## Segmentation dataset rows
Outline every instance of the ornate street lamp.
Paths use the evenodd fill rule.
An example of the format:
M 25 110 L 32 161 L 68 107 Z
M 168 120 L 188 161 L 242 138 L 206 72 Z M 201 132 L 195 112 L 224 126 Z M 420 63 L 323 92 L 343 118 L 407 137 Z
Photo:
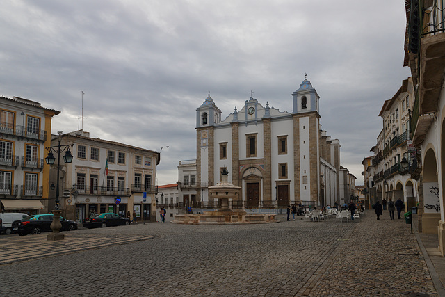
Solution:
M 410 167 L 410 163 L 405 157 L 402 158 L 402 161 L 400 161 L 400 166 L 402 166 L 402 169 L 404 172 Z
M 52 211 L 53 213 L 53 222 L 51 223 L 51 229 L 52 229 L 53 232 L 49 233 L 47 236 L 47 240 L 50 241 L 56 241 L 56 240 L 62 240 L 65 239 L 65 235 L 60 233 L 60 230 L 62 227 L 62 224 L 60 223 L 60 213 L 62 212 L 58 209 L 59 207 L 59 191 L 58 191 L 58 182 L 59 182 L 59 172 L 60 170 L 60 153 L 65 151 L 65 156 L 63 156 L 63 161 L 65 163 L 69 163 L 72 162 L 72 155 L 71 154 L 71 152 L 70 151 L 70 147 L 73 147 L 74 145 L 60 145 L 60 138 L 58 139 L 58 145 L 54 145 L 52 147 L 46 147 L 46 149 L 49 150 L 48 156 L 44 159 L 47 164 L 53 165 L 54 161 L 56 161 L 56 158 L 54 158 L 54 154 L 52 152 L 57 153 L 57 181 L 56 182 L 56 206 L 55 210 Z M 54 189 L 54 184 L 52 184 L 50 186 L 51 190 Z

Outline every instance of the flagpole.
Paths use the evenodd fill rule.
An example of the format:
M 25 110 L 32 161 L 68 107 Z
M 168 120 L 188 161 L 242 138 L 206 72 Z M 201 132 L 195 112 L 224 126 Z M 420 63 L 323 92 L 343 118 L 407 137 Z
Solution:
M 83 131 L 83 94 L 85 93 L 83 91 L 81 92 L 82 92 L 82 131 Z

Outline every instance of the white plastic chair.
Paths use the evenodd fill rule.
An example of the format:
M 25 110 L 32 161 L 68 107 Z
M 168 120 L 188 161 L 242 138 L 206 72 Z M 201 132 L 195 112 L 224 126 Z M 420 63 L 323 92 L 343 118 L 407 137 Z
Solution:
M 340 211 L 337 211 L 335 214 L 336 218 L 341 218 L 341 213 Z
M 350 214 L 348 211 L 341 211 L 341 222 L 343 218 L 346 220 L 346 222 L 348 222 L 350 220 Z
M 309 220 L 311 220 L 311 213 L 310 212 L 307 212 L 305 214 L 305 220 L 306 220 L 307 218 L 309 218 Z
M 312 211 L 312 221 L 315 222 L 316 220 L 317 222 L 320 221 L 320 211 L 318 211 L 318 210 L 313 210 Z

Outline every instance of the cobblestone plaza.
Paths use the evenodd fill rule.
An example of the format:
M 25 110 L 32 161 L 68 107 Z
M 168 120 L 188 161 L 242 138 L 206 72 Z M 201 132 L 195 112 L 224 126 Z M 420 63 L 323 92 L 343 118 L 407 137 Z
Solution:
M 0 263 L 0 296 L 439 296 L 410 225 L 385 214 L 378 221 L 368 211 L 350 223 L 277 216 L 280 223 L 264 225 L 139 223 L 65 232 L 53 243 L 46 234 L 2 236 L 0 259 L 16 249 L 22 259 L 36 246 L 43 251 Z M 60 250 L 67 252 L 54 254 Z

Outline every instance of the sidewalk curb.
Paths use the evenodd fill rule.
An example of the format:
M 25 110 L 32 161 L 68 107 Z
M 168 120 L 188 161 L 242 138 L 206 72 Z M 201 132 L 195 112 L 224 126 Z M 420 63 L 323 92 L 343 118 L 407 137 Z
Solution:
M 437 274 L 437 271 L 436 271 L 436 268 L 431 262 L 431 259 L 430 259 L 430 255 L 426 251 L 425 246 L 423 246 L 423 242 L 420 238 L 420 235 L 419 235 L 417 227 L 414 224 L 412 225 L 412 230 L 414 230 L 414 233 L 416 235 L 416 239 L 417 239 L 417 243 L 419 243 L 420 250 L 422 251 L 423 259 L 425 259 L 425 262 L 426 262 L 426 266 L 428 268 L 428 271 L 430 271 L 430 275 L 431 275 L 431 280 L 432 280 L 434 287 L 436 288 L 436 291 L 437 291 L 437 294 L 439 294 L 439 296 L 445 296 L 445 288 L 444 288 L 444 284 L 440 280 L 439 274 Z

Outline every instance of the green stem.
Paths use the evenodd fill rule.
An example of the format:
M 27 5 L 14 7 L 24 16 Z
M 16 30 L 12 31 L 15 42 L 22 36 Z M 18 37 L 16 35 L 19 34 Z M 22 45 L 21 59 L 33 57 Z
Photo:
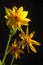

## Aim of the exercise
Rewrite the data above with "Outline every instance" changed to "Trace each instance" everywhere it appears, keeping everything else the same. Leave the pictures out.

## Right answer
Trace each instance of the ornate street lamp.
Paths use the evenodd fill rule.
An example of the format:
M 25 110 L 32 161 L 68 107 Z
M 168 120 L 188 161 L 242 138 L 206 72 Z M 201 132 L 195 112 L 224 126 Z M 420 63 L 323 92 L 343 118 L 407 137 Z
Photo:
Solution:
M 410 167 L 410 163 L 405 157 L 402 158 L 402 161 L 400 161 L 400 166 L 402 166 L 402 169 L 404 172 Z
M 52 211 L 53 213 L 53 222 L 51 223 L 51 229 L 52 229 L 53 232 L 49 233 L 47 236 L 47 240 L 50 241 L 56 241 L 56 240 L 62 240 L 65 239 L 65 235 L 60 233 L 60 230 L 62 227 L 62 224 L 60 223 L 60 213 L 62 212 L 58 209 L 59 207 L 59 191 L 58 191 L 58 182 L 59 182 L 59 172 L 60 170 L 60 153 L 65 151 L 65 156 L 63 156 L 63 161 L 65 163 L 69 163 L 72 162 L 72 155 L 71 154 L 71 152 L 70 151 L 70 147 L 73 147 L 74 145 L 60 145 L 60 138 L 58 139 L 58 145 L 54 145 L 52 147 L 46 147 L 46 149 L 49 150 L 48 156 L 44 159 L 47 164 L 53 165 L 54 161 L 56 161 L 56 158 L 54 158 L 54 154 L 52 152 L 57 153 L 57 181 L 56 182 L 56 206 L 55 210 Z M 54 189 L 54 184 L 52 184 L 50 186 L 51 190 Z

Trace each instance of the flagpole.
Paths use the evenodd fill rule.
An example of the format:
M 25 110 L 32 161 L 68 107 Z
M 168 120 L 188 161 L 242 138 L 206 72 Z M 201 132 L 195 112 L 224 126 Z M 420 63 L 323 92 L 343 118 L 407 137 Z
Solution:
M 83 131 L 83 94 L 85 93 L 83 91 L 81 92 L 82 92 L 82 131 Z

Trace each instance of the white plastic chair.
Paths use the evenodd fill rule.
An example of the format:
M 25 110 L 32 161 L 68 107 Z
M 168 120 L 188 161 L 242 138 L 206 72 Z M 201 132 L 195 112 L 224 126 Z M 420 63 L 323 92 L 343 118 L 407 137 Z
Solution:
M 340 211 L 337 211 L 335 214 L 336 218 L 341 218 L 341 213 Z
M 350 214 L 348 211 L 341 211 L 341 222 L 343 218 L 346 220 L 346 222 L 348 222 L 350 220 Z
M 309 220 L 311 220 L 311 213 L 310 212 L 307 212 L 305 214 L 305 220 L 306 220 L 307 218 L 309 218 Z
M 312 211 L 312 221 L 315 222 L 316 220 L 317 222 L 320 221 L 320 211 L 318 211 L 318 210 L 313 210 Z

Trace each instance of the cobblestone plaza.
Paths use the evenodd fill rule.
An example of the format:
M 25 110 L 32 161 L 68 107 Z
M 168 120 L 188 161 L 242 138 L 206 72 Z M 201 132 L 195 112 L 224 126 Z M 420 63 L 323 92 L 343 118 L 407 137 Z
Solution:
M 0 263 L 0 296 L 439 296 L 410 225 L 385 214 L 378 221 L 368 211 L 350 223 L 277 216 L 280 223 L 264 225 L 139 223 L 65 232 L 53 243 L 46 234 L 2 236 L 0 259 L 16 249 L 22 259 L 36 246 L 43 251 Z M 60 250 L 67 252 L 54 254 Z

Trace each instance of the sidewalk curb.
Paths use the evenodd fill rule.
An example of the format:
M 25 110 L 32 161 L 68 107 Z
M 168 120 L 188 161 L 242 138 L 206 72 Z M 201 132 L 195 112 L 224 126 Z M 420 63 L 323 92 L 343 118 L 407 137 Z
Solution:
M 437 274 L 437 271 L 436 271 L 436 268 L 431 262 L 431 259 L 430 259 L 430 255 L 426 251 L 425 246 L 423 246 L 423 242 L 420 238 L 420 235 L 419 235 L 417 227 L 414 224 L 412 225 L 412 230 L 414 230 L 414 233 L 416 235 L 416 239 L 417 239 L 417 243 L 419 243 L 420 250 L 422 251 L 423 259 L 425 259 L 425 262 L 426 262 L 426 266 L 428 268 L 428 271 L 430 271 L 430 275 L 431 275 L 431 280 L 432 280 L 434 287 L 436 288 L 436 291 L 437 291 L 437 294 L 439 294 L 439 296 L 445 296 L 445 288 L 444 288 L 444 284 L 440 280 L 439 274 Z

Trace each instance of the green stem.
Paths use the evenodd fill rule.
An example of the format:
M 27 5 L 14 7 L 24 16 Z
M 16 30 L 12 31 L 15 42 L 22 36 Z M 18 37 L 16 35 L 19 34 Z M 22 45 L 21 59 L 33 57 Z
Photo:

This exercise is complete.